Labeling and segmentation records
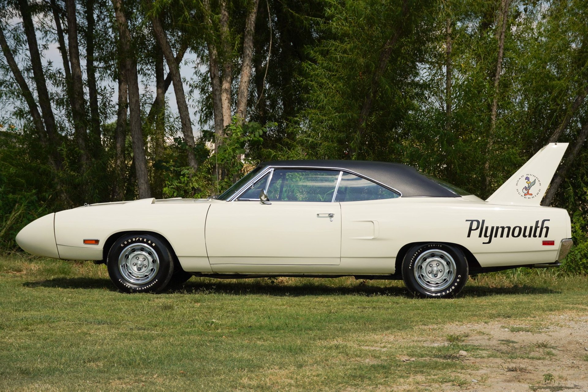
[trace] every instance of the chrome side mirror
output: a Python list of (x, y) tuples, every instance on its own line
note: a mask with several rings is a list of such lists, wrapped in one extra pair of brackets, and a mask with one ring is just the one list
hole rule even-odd
[(268, 197), (268, 194), (265, 193), (264, 189), (262, 189), (261, 192), (259, 192), (259, 202), (262, 204), (272, 204), (268, 200), (269, 200), (269, 197)]

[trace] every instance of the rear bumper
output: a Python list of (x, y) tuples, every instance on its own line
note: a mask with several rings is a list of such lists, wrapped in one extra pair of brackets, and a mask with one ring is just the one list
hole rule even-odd
[(557, 252), (557, 261), (560, 261), (567, 256), (567, 253), (570, 252), (573, 243), (574, 242), (572, 240), (571, 238), (562, 240), (559, 244), (559, 252)]

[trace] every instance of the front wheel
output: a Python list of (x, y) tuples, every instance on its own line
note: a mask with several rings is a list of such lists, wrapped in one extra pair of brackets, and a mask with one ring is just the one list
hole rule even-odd
[(402, 262), (402, 279), (413, 294), (453, 297), (467, 282), (467, 262), (459, 249), (441, 243), (415, 245)]
[(167, 244), (157, 236), (125, 234), (114, 243), (106, 261), (108, 274), (126, 293), (158, 293), (173, 274), (173, 259)]

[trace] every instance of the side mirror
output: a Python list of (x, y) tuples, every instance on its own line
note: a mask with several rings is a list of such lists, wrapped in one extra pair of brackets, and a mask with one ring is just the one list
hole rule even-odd
[(268, 200), (269, 200), (269, 197), (268, 197), (268, 194), (265, 193), (265, 190), (263, 189), (261, 190), (259, 192), (259, 202), (262, 204), (272, 204)]

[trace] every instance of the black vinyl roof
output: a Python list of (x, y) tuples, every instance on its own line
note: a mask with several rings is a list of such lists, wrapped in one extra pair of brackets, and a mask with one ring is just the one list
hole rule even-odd
[(336, 169), (348, 170), (375, 180), (405, 197), (459, 197), (460, 196), (422, 175), (414, 167), (390, 162), (368, 160), (274, 160), (261, 166)]

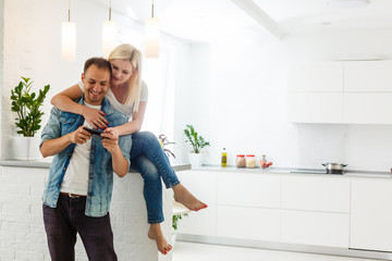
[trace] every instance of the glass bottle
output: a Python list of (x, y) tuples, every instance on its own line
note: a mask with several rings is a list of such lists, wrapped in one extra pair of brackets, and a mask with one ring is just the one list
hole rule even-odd
[(225, 148), (223, 148), (222, 157), (221, 157), (221, 166), (228, 165), (228, 152), (225, 151)]
[(244, 154), (237, 154), (235, 160), (235, 165), (237, 167), (245, 167), (246, 166), (246, 160)]

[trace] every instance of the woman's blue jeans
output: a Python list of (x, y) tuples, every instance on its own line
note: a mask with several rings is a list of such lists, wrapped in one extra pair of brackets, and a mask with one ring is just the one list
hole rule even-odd
[(143, 195), (147, 206), (149, 224), (164, 221), (162, 210), (162, 181), (171, 188), (180, 181), (170, 165), (157, 137), (150, 132), (132, 134), (131, 167), (140, 173), (144, 179)]

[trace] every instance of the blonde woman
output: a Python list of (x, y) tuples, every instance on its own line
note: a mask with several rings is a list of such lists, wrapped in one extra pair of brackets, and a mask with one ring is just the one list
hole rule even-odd
[[(119, 136), (132, 134), (131, 166), (144, 178), (144, 197), (150, 224), (148, 237), (156, 240), (158, 250), (166, 254), (172, 246), (168, 244), (160, 227), (160, 223), (163, 222), (160, 178), (167, 188), (173, 189), (174, 199), (189, 210), (198, 211), (207, 208), (207, 204), (195, 198), (180, 183), (155, 135), (149, 132), (138, 132), (148, 99), (147, 85), (140, 79), (140, 51), (127, 44), (120, 45), (110, 53), (109, 62), (112, 66), (112, 79), (106, 98), (114, 109), (126, 114), (131, 121), (108, 129)], [(56, 95), (51, 103), (60, 110), (83, 115), (97, 129), (107, 128), (109, 123), (102, 111), (73, 101), (82, 95), (83, 84), (79, 83)]]

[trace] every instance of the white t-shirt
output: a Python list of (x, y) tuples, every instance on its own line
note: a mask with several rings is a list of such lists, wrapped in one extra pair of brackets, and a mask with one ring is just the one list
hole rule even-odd
[[(100, 105), (91, 105), (86, 102), (84, 104), (98, 110), (101, 108)], [(86, 121), (83, 125), (89, 128), (91, 127)], [(75, 146), (75, 150), (61, 184), (61, 192), (87, 196), (90, 149), (91, 139), (88, 139), (87, 142), (84, 142), (83, 145)]]
[[(82, 91), (84, 92), (84, 85), (82, 82), (78, 82), (78, 86), (81, 87)], [(124, 113), (127, 115), (131, 120), (131, 116), (133, 114), (133, 104), (128, 102), (127, 104), (122, 104), (115, 99), (115, 96), (113, 91), (109, 88), (108, 92), (106, 94), (105, 98), (107, 98), (110, 102), (110, 104), (118, 110), (119, 112)], [(140, 86), (140, 101), (147, 101), (148, 100), (148, 87), (145, 84), (145, 82), (142, 82)]]

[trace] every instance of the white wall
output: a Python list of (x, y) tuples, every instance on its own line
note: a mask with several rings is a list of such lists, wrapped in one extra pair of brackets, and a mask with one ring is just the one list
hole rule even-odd
[(282, 167), (322, 169), (321, 162), (342, 162), (350, 170), (389, 172), (392, 126), (287, 123), (286, 85), (289, 64), (297, 60), (391, 59), (391, 33), (309, 32), (279, 41), (253, 28), (222, 36), (210, 48), (194, 47), (198, 69), (191, 75), (194, 84), (181, 90), (187, 102), (177, 103), (175, 117), (181, 121), (175, 126), (194, 124), (211, 141), (209, 164), (220, 164), (225, 147), (230, 164), (237, 153), (256, 153), (257, 159), (266, 153)]

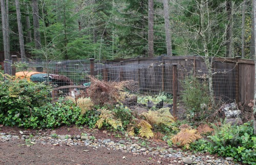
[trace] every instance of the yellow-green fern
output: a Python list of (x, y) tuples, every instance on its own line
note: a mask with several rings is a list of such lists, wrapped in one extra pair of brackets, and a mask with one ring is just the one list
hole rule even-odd
[(170, 127), (172, 123), (174, 122), (174, 117), (170, 113), (169, 108), (163, 108), (157, 111), (150, 110), (146, 113), (142, 113), (141, 115), (152, 125), (163, 124)]
[(95, 125), (97, 126), (99, 129), (102, 127), (103, 123), (104, 121), (115, 129), (117, 129), (119, 126), (122, 126), (121, 120), (119, 119), (115, 119), (110, 110), (106, 109), (98, 110), (100, 112), (100, 119), (97, 121)]
[(140, 120), (138, 126), (140, 127), (139, 133), (141, 137), (150, 138), (154, 136), (154, 133), (152, 130), (152, 126), (147, 121)]
[(171, 140), (174, 144), (184, 146), (188, 149), (190, 143), (202, 137), (202, 136), (197, 133), (197, 130), (186, 128), (182, 129)]
[(76, 100), (76, 105), (81, 109), (81, 113), (84, 114), (91, 110), (94, 104), (90, 98), (79, 98)]

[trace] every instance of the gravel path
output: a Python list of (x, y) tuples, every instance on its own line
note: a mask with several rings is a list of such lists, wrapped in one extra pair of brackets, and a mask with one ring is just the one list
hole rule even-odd
[[(29, 134), (28, 131), (28, 132), (26, 131), (20, 131), (17, 134), (17, 133), (5, 133), (3, 131), (0, 133), (0, 141), (2, 142), (2, 143), (0, 143), (0, 147), (1, 148), (1, 150), (2, 151), (2, 156), (0, 156), (0, 160), (2, 160), (1, 164), (19, 163), (18, 162), (15, 161), (12, 162), (11, 161), (10, 161), (10, 159), (5, 159), (2, 157), (4, 157), (5, 155), (3, 154), (5, 153), (5, 150), (7, 150), (6, 148), (5, 149), (4, 144), (8, 144), (5, 146), (7, 145), (7, 147), (9, 148), (11, 146), (17, 149), (17, 146), (19, 146), (20, 147), (19, 148), (24, 149), (24, 148), (36, 148), (35, 150), (36, 150), (37, 147), (40, 149), (44, 148), (47, 149), (48, 151), (45, 151), (47, 153), (54, 151), (59, 160), (54, 162), (52, 161), (53, 161), (52, 158), (50, 158), (50, 160), (48, 160), (50, 161), (49, 162), (46, 160), (44, 160), (43, 161), (46, 164), (58, 164), (59, 163), (62, 164), (63, 161), (65, 160), (65, 159), (63, 159), (65, 157), (61, 154), (61, 152), (62, 152), (61, 151), (63, 150), (66, 151), (65, 153), (66, 153), (66, 155), (67, 155), (66, 156), (69, 157), (69, 155), (72, 155), (70, 151), (71, 152), (72, 150), (74, 150), (75, 151), (79, 151), (79, 154), (82, 154), (82, 156), (80, 156), (80, 157), (83, 156), (82, 155), (86, 155), (88, 153), (92, 153), (92, 151), (94, 151), (94, 154), (90, 154), (91, 156), (86, 158), (87, 161), (82, 161), (79, 163), (76, 162), (77, 160), (74, 160), (77, 159), (77, 156), (73, 158), (74, 160), (72, 159), (72, 156), (71, 156), (71, 158), (68, 159), (69, 160), (67, 161), (67, 164), (87, 164), (88, 163), (88, 161), (91, 160), (90, 158), (92, 158), (92, 160), (90, 160), (89, 161), (91, 162), (90, 164), (133, 164), (138, 163), (145, 164), (157, 163), (165, 164), (240, 164), (232, 161), (232, 159), (230, 157), (215, 157), (201, 153), (191, 154), (191, 153), (180, 152), (172, 148), (146, 147), (141, 146), (138, 143), (133, 143), (132, 141), (124, 139), (119, 140), (111, 138), (97, 139), (91, 134), (88, 134), (90, 135), (87, 134), (77, 135), (58, 134), (54, 130), (52, 131), (49, 135), (42, 135), (39, 134), (32, 136)], [(15, 149), (14, 150), (13, 153), (15, 152)], [(67, 152), (67, 150), (69, 151)], [(96, 154), (95, 151), (99, 151), (100, 153)], [(27, 151), (24, 151), (25, 153), (27, 153), (26, 152)], [(109, 155), (111, 153), (113, 153), (115, 156)], [(23, 155), (22, 153), (20, 154)], [(24, 154), (24, 153), (23, 155)], [(44, 157), (44, 154), (39, 155), (36, 155), (34, 157), (35, 159), (31, 160), (31, 162), (32, 162), (32, 164), (36, 164), (42, 163), (41, 161), (38, 161), (37, 159), (42, 159)], [(78, 155), (77, 153), (76, 155)], [(6, 154), (5, 155), (6, 156)], [(76, 155), (75, 154), (75, 155)], [(96, 157), (93, 159), (93, 156)], [(116, 157), (118, 158), (111, 159), (113, 157)], [(110, 159), (108, 158), (109, 157)], [(108, 161), (106, 161), (106, 160), (109, 161), (110, 160), (111, 162), (109, 163)], [(20, 160), (20, 161), (23, 162), (22, 160)], [(25, 164), (27, 163), (25, 163)]]

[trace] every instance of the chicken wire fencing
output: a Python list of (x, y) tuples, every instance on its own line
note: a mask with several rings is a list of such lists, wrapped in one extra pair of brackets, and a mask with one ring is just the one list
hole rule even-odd
[[(9, 63), (11, 62), (9, 61)], [(49, 77), (55, 88), (76, 86), (68, 89), (61, 89), (55, 93), (54, 97), (62, 96), (61, 93), (71, 95), (69, 93), (72, 93), (73, 90), (83, 90), (82, 86), (88, 87), (91, 83), (89, 75), (108, 82), (133, 81), (133, 84), (130, 89), (126, 89), (126, 91), (138, 95), (139, 97), (135, 102), (127, 104), (129, 105), (137, 104), (146, 106), (146, 99), (154, 100), (155, 105), (164, 99), (165, 104), (172, 104), (173, 95), (176, 93), (178, 97), (176, 99), (180, 102), (186, 102), (186, 99), (195, 96), (199, 98), (202, 97), (199, 99), (202, 100), (209, 96), (208, 85), (210, 77), (206, 68), (168, 63), (131, 64), (90, 60), (28, 59), (17, 63), (18, 64), (14, 67), (5, 65), (5, 72), (10, 74), (12, 72), (13, 74), (15, 70), (15, 73), (46, 73), (37, 75), (42, 77), (41, 78), (37, 78), (36, 75), (34, 76), (34, 81), (47, 81), (47, 78)], [(236, 70), (212, 69), (212, 88), (216, 100), (229, 103), (237, 100), (238, 73)], [(204, 95), (202, 91), (206, 95)], [(182, 97), (184, 95), (188, 96), (186, 99)]]

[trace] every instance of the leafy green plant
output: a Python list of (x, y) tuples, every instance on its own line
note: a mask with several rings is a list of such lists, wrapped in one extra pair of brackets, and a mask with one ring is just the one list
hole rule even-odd
[(256, 162), (256, 136), (250, 122), (241, 126), (224, 124), (215, 128), (214, 135), (209, 136), (213, 143), (213, 153), (231, 156), (234, 160), (250, 164)]
[(188, 109), (188, 116), (195, 120), (204, 119), (209, 100), (206, 81), (200, 82), (196, 77), (188, 76), (182, 84), (182, 101)]

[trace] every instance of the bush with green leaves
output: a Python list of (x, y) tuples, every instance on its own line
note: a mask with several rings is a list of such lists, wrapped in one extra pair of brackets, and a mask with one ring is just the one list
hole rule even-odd
[(232, 157), (234, 160), (245, 163), (256, 163), (256, 136), (253, 134), (251, 123), (241, 126), (225, 124), (214, 127), (215, 134), (207, 137), (209, 141), (200, 139), (193, 143), (190, 149)]
[[(51, 87), (26, 79), (7, 78), (0, 81), (0, 122), (5, 125), (22, 125), (34, 107), (51, 100)], [(31, 118), (30, 120), (36, 119)]]
[(132, 110), (123, 105), (117, 105), (112, 111), (114, 112), (114, 115), (117, 119), (121, 120), (123, 128), (126, 129), (126, 126), (131, 123), (133, 118)]
[(207, 82), (200, 81), (194, 76), (188, 76), (182, 84), (184, 88), (182, 102), (187, 108), (187, 113), (196, 120), (204, 119), (205, 113), (203, 111), (207, 110), (206, 107), (209, 100)]

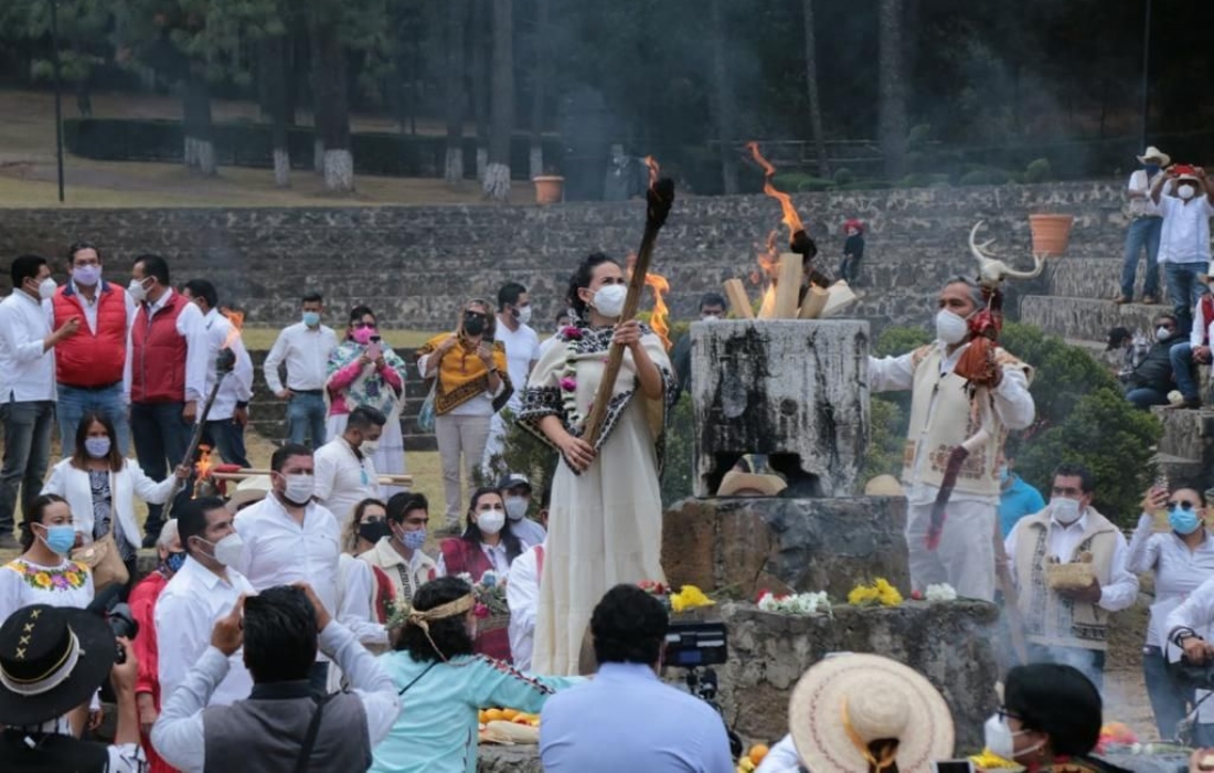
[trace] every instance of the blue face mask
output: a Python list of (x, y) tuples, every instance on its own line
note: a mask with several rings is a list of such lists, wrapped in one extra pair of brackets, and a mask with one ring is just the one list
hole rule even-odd
[(426, 543), (426, 530), (418, 529), (416, 531), (405, 531), (401, 535), (401, 543), (410, 551), (420, 551)]
[(45, 526), (46, 536), (42, 542), (59, 555), (67, 555), (68, 551), (75, 547), (75, 526), (62, 524), (58, 526)]
[(1168, 525), (1179, 535), (1190, 535), (1202, 525), (1202, 519), (1197, 517), (1197, 510), (1184, 510), (1176, 506), (1168, 510)]
[(164, 565), (169, 568), (169, 571), (177, 574), (186, 565), (186, 552), (175, 551), (169, 553), (169, 557), (164, 559)]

→ YOUR TASK:
Copy out the lines between the one holding "[trace] every instance of the bush" and the one holding "143), (190, 149)]", inclusive, with no changes.

→ TASK SOLUTION:
[trace] every instance of the bush with green leaves
output: a Python list of (x, y) tuples, every instance on its own line
note: a mask with several rings is a list of such lists, wrapped in one extra pair of brackets, and a mask with one ring is just the one list
hole rule even-odd
[(232, 157), (234, 160), (245, 163), (256, 163), (256, 136), (253, 134), (251, 123), (241, 126), (225, 124), (214, 127), (215, 134), (207, 137), (209, 141), (200, 139), (193, 143), (190, 149)]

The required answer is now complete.